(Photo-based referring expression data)
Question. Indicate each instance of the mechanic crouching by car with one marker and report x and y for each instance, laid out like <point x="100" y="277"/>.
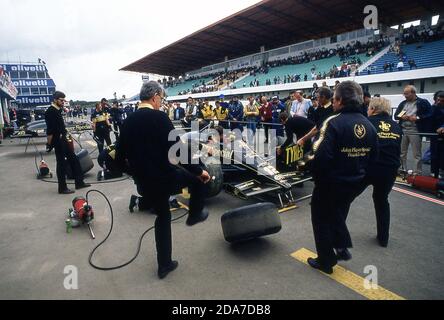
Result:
<point x="145" y="146"/>
<point x="116" y="118"/>
<point x="101" y="126"/>
<point x="56" y="139"/>
<point x="346" y="145"/>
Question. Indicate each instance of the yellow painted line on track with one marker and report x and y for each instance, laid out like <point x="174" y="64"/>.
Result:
<point x="287" y="208"/>
<point x="349" y="279"/>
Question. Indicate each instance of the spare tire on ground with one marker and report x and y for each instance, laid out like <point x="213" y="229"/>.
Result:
<point x="85" y="160"/>
<point x="251" y="222"/>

# Action item:
Please retype every entry above exactly, leaving out any picture.

# Solution:
Question. Indicate each instance of the mechanic crouching by car with one marker and report x and y for each instance, laid out like <point x="100" y="277"/>.
Result:
<point x="145" y="146"/>
<point x="116" y="118"/>
<point x="101" y="126"/>
<point x="56" y="139"/>
<point x="346" y="145"/>
Question. Indicate each instance of the yellow painted line on track with one marker and report x and y for each instance, laid out like <point x="174" y="64"/>.
Result:
<point x="287" y="208"/>
<point x="349" y="279"/>
Question. Indicate each instance of the spare tire on ground with one marker and report x and y for each instance, laid out like <point x="213" y="229"/>.
Result:
<point x="85" y="160"/>
<point x="251" y="222"/>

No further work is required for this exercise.